PROBLEM REQUIREMENTS:
Your task is to write out every line of the data exactly. Drop the pictures.
------ INFORMATION
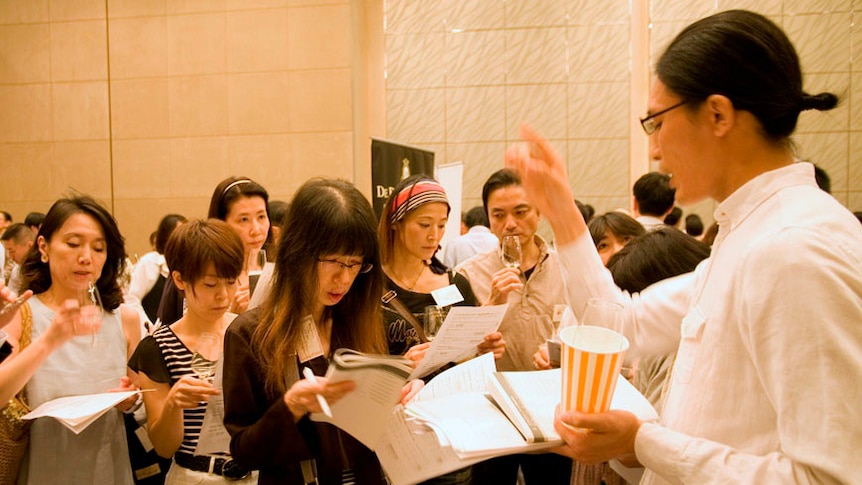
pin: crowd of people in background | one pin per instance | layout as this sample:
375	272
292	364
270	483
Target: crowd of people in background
744	290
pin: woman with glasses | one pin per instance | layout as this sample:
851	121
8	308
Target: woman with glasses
324	295
769	346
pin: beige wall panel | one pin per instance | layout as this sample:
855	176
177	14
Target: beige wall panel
263	158
81	111
258	103
25	53
854	176
536	56
598	167
27	113
685	10
142	167
319	37
835	119
62	10
197	165
139	47
136	8
416	17
196	44
417	61
320	100
139	108
459	14
476	114
82	166
588	12
195	6
541	105
257	40
79	51
250	4
23	12
830	151
535	13
480	161
590	48
23	167
598	110
475	58
796	7
137	218
321	155
821	41
416	116
198	105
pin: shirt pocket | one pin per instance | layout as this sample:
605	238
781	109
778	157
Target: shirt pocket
691	338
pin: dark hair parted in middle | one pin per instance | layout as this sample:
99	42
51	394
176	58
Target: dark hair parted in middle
621	226
231	189
747	58
196	245
36	275
326	217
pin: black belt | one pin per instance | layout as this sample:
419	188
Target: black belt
225	467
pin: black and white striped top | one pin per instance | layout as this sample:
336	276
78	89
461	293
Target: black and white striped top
165	359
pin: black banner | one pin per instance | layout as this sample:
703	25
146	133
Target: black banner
392	163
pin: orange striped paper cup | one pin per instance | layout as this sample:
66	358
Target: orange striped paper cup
591	359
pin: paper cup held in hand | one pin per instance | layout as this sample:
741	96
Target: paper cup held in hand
591	361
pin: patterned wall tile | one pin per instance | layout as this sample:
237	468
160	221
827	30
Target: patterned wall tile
415	61
821	41
536	55
598	167
681	9
766	7
598	110
414	16
536	13
589	12
828	150
854	171
475	58
475	114
837	119
480	161
472	15
796	7
416	115
598	53
543	106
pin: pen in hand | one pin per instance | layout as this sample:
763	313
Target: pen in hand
320	400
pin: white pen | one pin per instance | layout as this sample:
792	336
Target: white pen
320	400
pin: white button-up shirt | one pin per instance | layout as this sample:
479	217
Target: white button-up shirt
768	378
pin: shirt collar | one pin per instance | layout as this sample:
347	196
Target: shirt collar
733	210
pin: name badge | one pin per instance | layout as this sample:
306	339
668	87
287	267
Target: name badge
448	295
309	343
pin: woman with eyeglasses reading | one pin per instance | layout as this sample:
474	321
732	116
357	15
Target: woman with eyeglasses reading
324	295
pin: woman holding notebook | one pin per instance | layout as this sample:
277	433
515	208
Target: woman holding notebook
325	287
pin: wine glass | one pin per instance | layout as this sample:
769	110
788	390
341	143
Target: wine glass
432	321
90	303
256	261
207	353
511	250
602	312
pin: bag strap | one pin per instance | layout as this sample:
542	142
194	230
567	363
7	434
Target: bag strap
391	297
26	326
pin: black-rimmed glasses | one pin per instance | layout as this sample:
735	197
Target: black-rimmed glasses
355	268
649	125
------------
SOLUTION FOR THIS TASK:
pin: crowd of people in background | one pin per instance | layout as this sample:
375	272
292	364
270	483
Target: crowd of people in background
744	290
pin: woman with glasses | one pin per instance | layout as this sample:
851	121
8	308
Target: woman with glasses
324	295
769	346
pin: beige wall panel | one pin per instance | layout as this sample:
855	176
177	14
Target: beige wall panel
263	158
81	111
258	103
25	53
854	176
536	56
598	167
27	113
685	10
142	167
319	37
835	119
62	10
197	165
139	47
136	8
416	17
196	44
417	61
320	100
139	108
459	14
476	114
82	166
588	12
195	6
541	105
257	40
79	51
250	4
23	12
830	151
535	13
480	161
590	48
23	167
598	110
475	58
796	7
137	218
321	155
821	41
416	116
198	105
pin: shirt pocket | one pin per instance | layout as this sample:
605	238
781	109
778	157
Target: shirt pocket
691	338
pin: dark hair parted in middle | one pin per instance | layout as this sample:
99	42
51	394
176	58
Target: dark hair parted in middle
621	226
231	189
747	58
196	245
36	275
326	217
pin: black belt | one pin per instance | layout as this sample:
419	188
Target: black belt
225	467
pin: black and white striped top | one pin per instance | layout as this sample:
336	276
78	89
461	293
Target: black and white striped top
165	359
pin: black banner | one pin per instance | layout as this sample:
703	25
146	133
Target: black banner
392	163
pin: orange striped paper cup | one pin per instance | layout as this sample:
66	358
Target: orange striped paper cup
591	359
pin: paper cup held in hand | one pin per instance | layout as this sample:
741	96
Target: paper cup held in hand
591	361
pin: patterned wall tile | one pin per instance | layout as this sample:
237	468
160	221
827	30
Target: patterned wall tile
415	61
821	41
536	55
598	167
681	9
766	7
598	110
414	16
536	13
589	12
828	150
854	171
475	58
475	114
837	119
480	161
472	15
796	7
416	115
598	53
543	106
pin: pen in hand | one pin per instance | layout as this sample:
763	313
Target: pen in hand
320	400
pin: white pen | one pin per instance | layout as this sample:
792	336
Target: white pen
320	400
pin: white button-up shirt | one pin per instance | layout as this sample:
479	217
Target: white button-up shirt
768	378
pin: shirt collar | one pin per instance | layout as this sample:
347	196
Target: shirt collar
733	210
pin: name badge | one pin per instance | layout as this sample:
306	339
668	87
287	267
Target: name badge
448	295
309	343
pin: woman with eyeglasses reading | one pin per instance | layout as this sample:
474	321
732	116
357	15
Target: woman with eyeglasses reading
324	295
pin: woman holding notebook | one pin per instance | layout as this sample:
277	433
515	208
Target: woman holding notebook
325	287
pin: wine glass | one pin per instance | layout as this sample:
769	110
788	390
341	143
Target: wine glass
432	321
90	303
256	261
207	353
511	250
602	312
pin: bag strap | one pin per instance | layout as this sample:
542	142
194	230
567	363
7	434
Target: bag strap
391	297
26	326
pin: black-rimmed glasses | one pin per instance | layout as this sample:
735	197
Target: black-rimmed glasses
355	268
649	125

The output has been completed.